|Publication number||US4061083 A|
|Application number||US 05/611,315|
|Publication date||Dec 6, 1977|
|Filing date||Sep 8, 1975|
|Priority date||Sep 8, 1975|
|Publication number||05611315, 611315, US 4061083 A, US 4061083A, US-A-4061083, US4061083 A, US4061083A|
|Original Assignee||John Caliva|
|Export Citation||BiBTeX, EndNote, RefMan|
|Patent Citations (12), Referenced by (23), Classifications (11)|
|External Links: USPTO, USPTO Assignment, Espacenet|
A. Field of the Invention
The present invention generally relates to cooking means and more particularly to roasting and basting devices.
B. Description of Prior Art
Conventional food roasting devices include, among others, those with roasting spits supported above a fire box or fire tray within which fuel, usually in the form of charcoal briquettes or the like, is disposed. Some of such devices include a moveable stand upon which the fire tray is disposed, and may also include a hood over the tray. In some instances the spit is rotatable by a motor connected to the hood.
In a few instances, a fixed basting tray or pipe may be provided above the spit to distribute basting liquid over the surface of the item being roasted on the spit. Such basting tray or pipe usually has a plurality of spaced apertures through which basting liquid can pass down to the roasting item. However, such trays and pipes do not provide sufficient control over the distribution of the basting liquid, even if the roasting item is turning on the spit, to provide a uniformly satisfactorily basted product, regardless of the item basted. Moreover, their stationary apertures tend to clog over a period of time so that the basting becomes particularly non-uniform and unsatisfactory. In addition, during the basting, the ingredients of the basting liquid may become sufficiently separated so that non-uniformity of basting will be accentuated. Even rather expensive basting units do not overcome these problems.
Accordingly, there is a need for an improved inexpensive, easily operated food roasting and basting device which will not clog up and will provide better and finer control over the basting operation, allowing the rate of delivery, location and content of the basting liquid, powder or the like to be more closely regulated, so as to produce the best possible results, regardless of the item or items being basted.
──────
TASK A
Count the rows containing the string "line" and report only that number.
The patent text and the rows that follow it are unrelated to each other.

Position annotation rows
──────
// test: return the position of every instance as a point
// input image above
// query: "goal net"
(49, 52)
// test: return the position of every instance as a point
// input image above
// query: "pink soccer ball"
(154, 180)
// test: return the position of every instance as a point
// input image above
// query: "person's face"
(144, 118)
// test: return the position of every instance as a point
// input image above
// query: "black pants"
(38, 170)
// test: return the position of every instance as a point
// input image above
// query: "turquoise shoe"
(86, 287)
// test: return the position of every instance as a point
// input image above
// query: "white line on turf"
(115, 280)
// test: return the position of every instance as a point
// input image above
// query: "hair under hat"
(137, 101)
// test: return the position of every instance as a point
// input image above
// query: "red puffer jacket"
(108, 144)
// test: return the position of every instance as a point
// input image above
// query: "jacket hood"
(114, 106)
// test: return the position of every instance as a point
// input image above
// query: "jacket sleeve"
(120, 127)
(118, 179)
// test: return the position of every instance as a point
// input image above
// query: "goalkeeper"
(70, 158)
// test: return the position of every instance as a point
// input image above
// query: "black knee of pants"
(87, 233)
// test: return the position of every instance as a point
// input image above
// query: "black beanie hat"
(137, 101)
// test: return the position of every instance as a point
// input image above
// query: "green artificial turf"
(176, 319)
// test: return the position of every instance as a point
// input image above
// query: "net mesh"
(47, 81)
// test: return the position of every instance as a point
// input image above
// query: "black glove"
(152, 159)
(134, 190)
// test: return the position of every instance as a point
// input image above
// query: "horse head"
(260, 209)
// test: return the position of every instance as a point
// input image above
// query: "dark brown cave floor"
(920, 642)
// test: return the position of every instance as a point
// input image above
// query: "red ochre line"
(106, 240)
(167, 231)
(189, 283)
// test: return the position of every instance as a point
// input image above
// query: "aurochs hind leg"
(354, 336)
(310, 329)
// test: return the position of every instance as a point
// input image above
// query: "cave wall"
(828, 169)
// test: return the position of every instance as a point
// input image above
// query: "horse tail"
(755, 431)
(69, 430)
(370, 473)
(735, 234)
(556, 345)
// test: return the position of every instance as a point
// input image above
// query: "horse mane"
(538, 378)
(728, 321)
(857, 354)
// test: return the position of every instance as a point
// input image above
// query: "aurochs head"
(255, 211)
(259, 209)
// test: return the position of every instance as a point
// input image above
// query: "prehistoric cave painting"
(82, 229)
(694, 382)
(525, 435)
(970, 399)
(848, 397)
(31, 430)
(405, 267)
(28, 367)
──────
TASK B
Pick up the patent text on the roasting and basting device and continue it from the point where it stops.

TASK RESULT A
2

TASK RESULT B
The foregoing needs are satisfied by the improved automatic food roasting and basting device of the present invention. The device is substantially as set forth in the Abstract above. In this regard, an elongated rotatable, hollow basting container is provided, which has a plurality of spaced apertures, preferably the size of which can be regulated by variable closure means. The aperture may be in a spiral pattern for maximum efficiency. The container may also have its interior subdivided into separate compartments so that separate basting ingredients can be separately delivered to the item roasting on the spit, thus expanding control and utility of the device. The spit is most useful if it can be rotated, preferably by the same motor as that used to rotate the basting container. It is important to note that the basting container is rotated around an axis generally parallel to the spit and that the basting container preferably is elongated, so that items disposed along a substantial width of the spit can be fully basted during roasting. Also, during such rotation, the container apertures resist clogging. The novel device thus provides improved uniform results in an economical, easily operated manner, regardless of the items roasted. Further advantages are set forth in the following detailed description and accompanying drawings.
FIG. 1 is a schematic perspective view of a first preferred embodiment of the improved roasting and basting device of the present invention, with portions broken away to illustrate certain internal features;
FIG. 2 is a schematic perspective view of a second preferred embodiment of the improved roasting and basting device of the present invention, with portions broken away to illustrate certain internal features;
FIG. 3 is a schematic perspective view of a modified form of the basting container of the present invention;
FIG. 4 is a schematic enlarged fragmentary front elevation of the basting container of FIG. 3;
FIG. 5 is a schematic enlarged fragmentary front elevation of closure tabs for the apertures of the basting container in the present device; and,
FIG. 6 is a schematic end view of a modified basting container of the present device, with an end plate thereof removed, thus illustrating the multiple compartments thereof.
A first preferred embodiment of the device of the present invention is schematically depicted in perspective view in FIG. 1. Thus, a food roasting and basting device 10 is shown, which includes a cup shaped, preferably cylindrical fire tray 12 supported by a plurality of depending legs 14 above the ground. Tray 12 may be of iron, steel or the like, and is adapted to receive and support fuel such as charcoal briquettes 16 shown in FIG. 1.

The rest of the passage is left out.